A faithful transcription of the entries below is required.

++++ RECORDS PROVIDED ++++

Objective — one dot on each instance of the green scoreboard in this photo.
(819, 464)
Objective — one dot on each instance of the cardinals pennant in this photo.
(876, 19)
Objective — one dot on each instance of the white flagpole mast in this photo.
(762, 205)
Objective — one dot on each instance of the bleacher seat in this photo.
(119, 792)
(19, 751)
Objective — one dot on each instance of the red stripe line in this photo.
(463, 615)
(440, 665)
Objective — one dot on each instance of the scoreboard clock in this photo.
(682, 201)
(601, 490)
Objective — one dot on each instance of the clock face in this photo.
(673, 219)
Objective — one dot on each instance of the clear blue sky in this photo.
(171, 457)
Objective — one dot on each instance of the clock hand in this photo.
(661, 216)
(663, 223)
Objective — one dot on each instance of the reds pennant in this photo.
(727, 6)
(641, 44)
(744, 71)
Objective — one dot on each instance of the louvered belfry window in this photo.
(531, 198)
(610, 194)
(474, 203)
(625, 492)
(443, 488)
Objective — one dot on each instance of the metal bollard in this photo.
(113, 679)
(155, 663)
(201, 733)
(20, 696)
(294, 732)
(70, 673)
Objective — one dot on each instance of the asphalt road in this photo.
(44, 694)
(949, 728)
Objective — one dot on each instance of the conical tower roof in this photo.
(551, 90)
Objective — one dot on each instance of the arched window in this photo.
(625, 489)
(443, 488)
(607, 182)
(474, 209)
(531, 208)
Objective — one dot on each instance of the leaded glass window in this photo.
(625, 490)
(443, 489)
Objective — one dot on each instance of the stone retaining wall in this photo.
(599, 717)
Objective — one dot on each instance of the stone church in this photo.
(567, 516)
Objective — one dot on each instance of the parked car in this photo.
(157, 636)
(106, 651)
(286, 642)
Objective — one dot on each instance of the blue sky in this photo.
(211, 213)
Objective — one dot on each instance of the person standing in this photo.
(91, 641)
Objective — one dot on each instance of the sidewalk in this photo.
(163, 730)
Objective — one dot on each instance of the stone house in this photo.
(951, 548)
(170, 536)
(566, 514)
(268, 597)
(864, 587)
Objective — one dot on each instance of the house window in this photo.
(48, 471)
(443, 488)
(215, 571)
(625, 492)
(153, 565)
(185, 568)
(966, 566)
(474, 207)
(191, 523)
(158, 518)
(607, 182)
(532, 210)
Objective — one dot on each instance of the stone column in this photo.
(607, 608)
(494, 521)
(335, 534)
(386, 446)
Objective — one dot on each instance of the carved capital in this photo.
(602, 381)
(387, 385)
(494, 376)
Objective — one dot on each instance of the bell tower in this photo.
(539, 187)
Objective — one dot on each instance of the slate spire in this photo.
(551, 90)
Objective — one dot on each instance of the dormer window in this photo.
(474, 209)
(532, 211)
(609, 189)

++++

● SOLUTION TO THIS EXERCISE
Objective — one dot on each instance of the green scoreboard in this photo.
(819, 464)
Objective — one dot on each instance of the cardinals pennant in this photo.
(876, 19)
Objective — one dot on each instance of the white flagpole mast in this photo.
(762, 205)
Objective — one dot on each instance of the bleacher seat in this photo.
(119, 792)
(19, 751)
Objective — one dot on each instance of the red stripe line in this photo.
(463, 615)
(440, 665)
Objective — one dot on each instance of the scoreboard clock in this photo.
(682, 201)
(601, 490)
Objective — one dot on each instance of the clock face in this photo.
(673, 219)
Objective — one dot on each instance of the clear blue sky in this photo.
(171, 457)
Objective — one dot on each instance of the clock hand in this photo.
(661, 216)
(663, 223)
Objective — one dot on each instance of the reds pennant in this photo.
(727, 6)
(641, 44)
(744, 71)
Objective — one dot on each instance of the louvered belfry window in this photo.
(531, 198)
(610, 194)
(474, 203)
(625, 492)
(443, 488)
Objective — one dot on each instance of the metal bollard in this photo.
(113, 679)
(155, 663)
(201, 733)
(20, 696)
(294, 732)
(70, 673)
Objective — one dot on each instance of the asphalt road in this photo.
(44, 694)
(949, 728)
Objective — one dot on each instance of the conical tower roof in this photo.
(551, 90)
Objective — one dot on each instance of the arched window in this photo.
(625, 489)
(443, 488)
(607, 182)
(474, 209)
(531, 208)
Objective — one dot on each instance of the leaded glass window in this photo.
(625, 490)
(443, 489)
Objective — one dot on each instance of the stone retaining wall in this photo.
(599, 717)
Objective — one dot on each instance of the stone church in this photo.
(567, 516)
Objective — one dot on each instance of the parked car in this photo.
(157, 636)
(106, 651)
(286, 642)
Objective — one dot on each instance of the blue sky in this photo.
(211, 213)
Objective — one dot on each instance of the person standing in this photo.
(91, 641)
Objective — one dot on each instance of the sidewalk in this photo.
(163, 730)
Objective — one dot on each instance of the stone house in this photo.
(951, 548)
(170, 536)
(566, 514)
(268, 597)
(864, 587)
Objective — one dot on each instance of the house window in this photo.
(48, 471)
(443, 488)
(215, 571)
(625, 492)
(153, 565)
(185, 568)
(966, 566)
(474, 207)
(191, 523)
(158, 518)
(607, 182)
(532, 210)
Objective — one dot on each instance of the stone column in this photo.
(607, 608)
(494, 521)
(335, 534)
(386, 446)
Objective — one dot on each instance of the carved capital in this photo.
(602, 381)
(387, 385)
(494, 376)
Objective — one dot on each instance of the bell tower in this photo.
(539, 187)
Objective — one dot on each instance of the slate spire in this photo.
(551, 90)
Objective — one dot on each instance of the dormer window in this photo.
(474, 209)
(532, 211)
(609, 189)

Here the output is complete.